Texto proporcionado:
►

La especulación inmobiliaria pesa sobre el futuro de China

In by Andrea Pira

El gobierno intenta una vez más a desinflar la burbuja inmobiliaria y esta vez lo hace con un paquete de medidas que afectan a las segundas residencias, aunque termina deprimiendo la bolsa. Un intento que tiene sentido si se entiende en el largo plazo, y eso, con la condición de que tenga éxito.

El gobierno anunció una serie de medidas para enfriar el mercado inmobiliario el viernes 1 de marzo. Tres días más tarde, las empresas del sector perdieron un promedio del 9.5% en la plaza de Shanghai y arrastraron consigo toda la bolsa (- 3.7%) e incluso al Asia central.

El mundo descubre la burbuja inmobiliaria china: interna, estructural, ligada al boom económico de la década pasada.

◄

Sección de datos:

►

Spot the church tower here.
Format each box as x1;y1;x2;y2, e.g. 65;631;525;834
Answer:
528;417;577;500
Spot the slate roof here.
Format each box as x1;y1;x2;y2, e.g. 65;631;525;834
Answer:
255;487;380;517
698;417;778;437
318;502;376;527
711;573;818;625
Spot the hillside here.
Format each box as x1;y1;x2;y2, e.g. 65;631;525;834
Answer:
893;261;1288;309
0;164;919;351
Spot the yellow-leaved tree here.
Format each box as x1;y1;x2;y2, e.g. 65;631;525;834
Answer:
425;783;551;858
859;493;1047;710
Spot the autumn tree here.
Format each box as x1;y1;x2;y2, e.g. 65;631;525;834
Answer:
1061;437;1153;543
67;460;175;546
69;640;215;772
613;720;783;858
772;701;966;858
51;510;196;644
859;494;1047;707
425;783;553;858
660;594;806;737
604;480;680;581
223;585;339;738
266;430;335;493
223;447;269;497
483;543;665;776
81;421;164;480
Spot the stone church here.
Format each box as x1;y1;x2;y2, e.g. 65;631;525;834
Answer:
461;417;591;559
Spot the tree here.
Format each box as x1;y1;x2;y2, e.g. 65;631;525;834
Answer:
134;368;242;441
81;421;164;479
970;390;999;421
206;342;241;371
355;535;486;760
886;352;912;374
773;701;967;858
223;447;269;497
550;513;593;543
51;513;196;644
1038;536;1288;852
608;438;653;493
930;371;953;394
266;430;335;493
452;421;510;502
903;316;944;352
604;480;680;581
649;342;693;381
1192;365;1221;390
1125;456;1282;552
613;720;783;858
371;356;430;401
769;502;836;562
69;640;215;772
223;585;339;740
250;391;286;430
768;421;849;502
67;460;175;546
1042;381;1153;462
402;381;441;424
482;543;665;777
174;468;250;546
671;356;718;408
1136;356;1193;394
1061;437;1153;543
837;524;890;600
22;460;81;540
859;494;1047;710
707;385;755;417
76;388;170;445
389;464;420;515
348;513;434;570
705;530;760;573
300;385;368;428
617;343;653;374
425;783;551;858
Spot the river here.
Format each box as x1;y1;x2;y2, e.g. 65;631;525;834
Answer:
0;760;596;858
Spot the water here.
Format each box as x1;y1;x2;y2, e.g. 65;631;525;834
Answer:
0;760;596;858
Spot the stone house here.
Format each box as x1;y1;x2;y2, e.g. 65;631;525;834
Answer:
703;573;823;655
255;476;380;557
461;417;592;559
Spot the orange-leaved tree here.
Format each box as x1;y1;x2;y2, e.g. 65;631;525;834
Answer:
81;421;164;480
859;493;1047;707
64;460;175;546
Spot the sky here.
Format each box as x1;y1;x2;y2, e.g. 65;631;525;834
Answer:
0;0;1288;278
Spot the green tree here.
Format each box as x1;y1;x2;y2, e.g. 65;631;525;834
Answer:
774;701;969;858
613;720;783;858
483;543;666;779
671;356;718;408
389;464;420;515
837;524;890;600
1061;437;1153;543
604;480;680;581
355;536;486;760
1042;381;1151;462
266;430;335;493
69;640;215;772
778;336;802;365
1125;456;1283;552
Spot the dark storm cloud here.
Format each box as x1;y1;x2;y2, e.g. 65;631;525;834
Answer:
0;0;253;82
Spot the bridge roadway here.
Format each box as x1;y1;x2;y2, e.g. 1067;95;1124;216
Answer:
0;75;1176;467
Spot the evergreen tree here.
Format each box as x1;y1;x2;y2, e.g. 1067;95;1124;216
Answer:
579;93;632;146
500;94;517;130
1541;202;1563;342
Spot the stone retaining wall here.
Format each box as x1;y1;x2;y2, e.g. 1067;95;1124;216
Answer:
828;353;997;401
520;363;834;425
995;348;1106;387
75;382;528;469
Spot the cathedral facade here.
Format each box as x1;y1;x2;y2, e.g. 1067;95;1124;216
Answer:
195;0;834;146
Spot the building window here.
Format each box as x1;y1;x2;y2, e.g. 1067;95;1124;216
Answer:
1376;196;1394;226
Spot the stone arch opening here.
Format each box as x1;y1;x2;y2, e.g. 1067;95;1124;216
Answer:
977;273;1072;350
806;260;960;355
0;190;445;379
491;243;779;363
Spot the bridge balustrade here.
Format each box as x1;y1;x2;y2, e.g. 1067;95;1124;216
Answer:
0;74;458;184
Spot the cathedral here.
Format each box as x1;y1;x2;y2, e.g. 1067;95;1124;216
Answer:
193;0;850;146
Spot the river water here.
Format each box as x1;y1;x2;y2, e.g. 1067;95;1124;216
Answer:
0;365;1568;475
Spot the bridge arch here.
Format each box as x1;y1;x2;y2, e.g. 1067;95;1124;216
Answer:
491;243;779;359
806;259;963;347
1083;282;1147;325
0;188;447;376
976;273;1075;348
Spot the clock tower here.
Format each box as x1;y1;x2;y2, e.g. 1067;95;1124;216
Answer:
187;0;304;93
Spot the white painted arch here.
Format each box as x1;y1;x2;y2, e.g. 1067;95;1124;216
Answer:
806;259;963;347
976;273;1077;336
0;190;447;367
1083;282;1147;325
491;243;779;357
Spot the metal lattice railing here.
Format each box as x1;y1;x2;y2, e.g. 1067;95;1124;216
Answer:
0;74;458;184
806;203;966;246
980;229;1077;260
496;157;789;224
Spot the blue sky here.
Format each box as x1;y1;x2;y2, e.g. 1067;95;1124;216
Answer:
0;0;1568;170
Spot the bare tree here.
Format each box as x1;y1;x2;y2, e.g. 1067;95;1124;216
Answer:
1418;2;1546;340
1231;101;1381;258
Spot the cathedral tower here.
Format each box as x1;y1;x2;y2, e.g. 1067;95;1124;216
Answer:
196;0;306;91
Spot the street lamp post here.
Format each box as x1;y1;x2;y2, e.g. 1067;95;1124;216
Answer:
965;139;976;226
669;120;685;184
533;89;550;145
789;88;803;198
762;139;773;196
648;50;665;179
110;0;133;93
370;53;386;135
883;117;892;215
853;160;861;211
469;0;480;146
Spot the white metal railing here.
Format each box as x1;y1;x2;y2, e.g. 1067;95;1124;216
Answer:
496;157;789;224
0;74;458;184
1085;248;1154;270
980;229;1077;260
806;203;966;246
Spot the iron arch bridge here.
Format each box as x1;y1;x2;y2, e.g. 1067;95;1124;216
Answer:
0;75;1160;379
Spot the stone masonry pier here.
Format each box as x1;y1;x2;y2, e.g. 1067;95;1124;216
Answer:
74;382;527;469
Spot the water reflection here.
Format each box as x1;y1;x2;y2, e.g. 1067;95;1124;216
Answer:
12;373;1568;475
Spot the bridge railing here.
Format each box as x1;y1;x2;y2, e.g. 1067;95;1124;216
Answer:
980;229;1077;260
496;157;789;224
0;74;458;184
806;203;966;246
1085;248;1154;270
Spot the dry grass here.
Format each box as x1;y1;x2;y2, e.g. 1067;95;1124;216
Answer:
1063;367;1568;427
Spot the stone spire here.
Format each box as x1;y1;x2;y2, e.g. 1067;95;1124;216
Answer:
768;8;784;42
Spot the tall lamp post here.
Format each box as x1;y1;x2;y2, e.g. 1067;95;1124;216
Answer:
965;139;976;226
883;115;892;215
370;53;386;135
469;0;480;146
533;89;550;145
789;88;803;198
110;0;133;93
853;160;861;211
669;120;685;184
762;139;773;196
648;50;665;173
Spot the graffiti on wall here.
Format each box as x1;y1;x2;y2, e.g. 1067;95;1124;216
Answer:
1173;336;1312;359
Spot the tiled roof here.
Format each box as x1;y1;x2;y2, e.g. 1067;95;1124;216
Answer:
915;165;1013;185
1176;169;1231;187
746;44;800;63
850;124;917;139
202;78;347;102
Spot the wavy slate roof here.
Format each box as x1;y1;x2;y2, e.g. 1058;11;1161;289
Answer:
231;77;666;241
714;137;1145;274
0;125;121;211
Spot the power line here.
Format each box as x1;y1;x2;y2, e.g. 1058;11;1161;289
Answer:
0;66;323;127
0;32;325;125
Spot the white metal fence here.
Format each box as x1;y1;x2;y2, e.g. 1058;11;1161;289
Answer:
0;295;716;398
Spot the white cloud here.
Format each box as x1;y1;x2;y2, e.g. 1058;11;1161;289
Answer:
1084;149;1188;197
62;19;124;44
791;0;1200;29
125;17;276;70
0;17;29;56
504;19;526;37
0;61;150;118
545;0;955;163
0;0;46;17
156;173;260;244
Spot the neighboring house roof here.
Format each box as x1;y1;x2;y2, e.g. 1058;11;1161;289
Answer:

◄

Solicitud escrita 1:
Expresa como CSV de dos columnas, "enunciado" y "respuesta", las filas de los datos comprendidas entre el inicio de esas filas y la línea que contiene "711;573;818;625", ambas incluidas. Dedica un renglón a cada enunciado con su respuesta y pon cada campo entre comillas, con los saltos de línea convertidos en espacios.
Solicitud escrita 2:
Escribe la continuación del texto sobre la burbuja inmobiliaria en China a partir de su última oración.

Respuesta final 1:
enunciado,respuesta
"Spot the church tower here. Format each box as x1;y1;x2;y2, e.g. 65;631;525;834 Answer:","528;417;577;500"
"Spot the slate roof here. Format each box as x1;y1;x2;y2, e.g. 65;631;525;834 Answer:","255;487;380;517 698;417;778;437 318;502;376;527 711;573;818;625"

Respuesta final 2:
Los observadores económicos están empezando a preguntarse si valdrá la pena esta medida. ¿China puede amenazar con cortar las alas de su propio crecimiento?

La respuesta es: Sí. Pero para ello hay que analizar las dos caras de la moneda.

Estas dos caras son las previsiones a corto y largo plazo. De hecho, los mercados reaccionan negativamente en el corto plazo, tras el impuesto del 20% sobre las transacciones que impliquen segundas residencias, al aumento de la hipoteca y al aumento del pago inicial para la compra de una propiedad.

La intención, a pesar de las reacciones inmediatas de la bolsa, no es deprimir el mercado y las medidas se podrían definir incluso como “suaves”.

Hay que decir que hoy en día existe un impuesto sobre la propiedad pero que se aplica con carácter experimental sólo en Shanghai y Chongqing. En otras ciudades, como Beijing, se prefiere un impuesto sobre las ganancias de capital, es decir, que sólo aumenta cuando suben los precios de la casa. Esto no disminuye el valor de la propiedad, no afecta a los ingresos, pero sí los réditos especulativos.

Al mismo tiempo, se ha sugerido que las nuevas normas deben extenderse a todo el territorio nacional, lo que revela un plan coherente y, por supuesto, pensado a largo plazo.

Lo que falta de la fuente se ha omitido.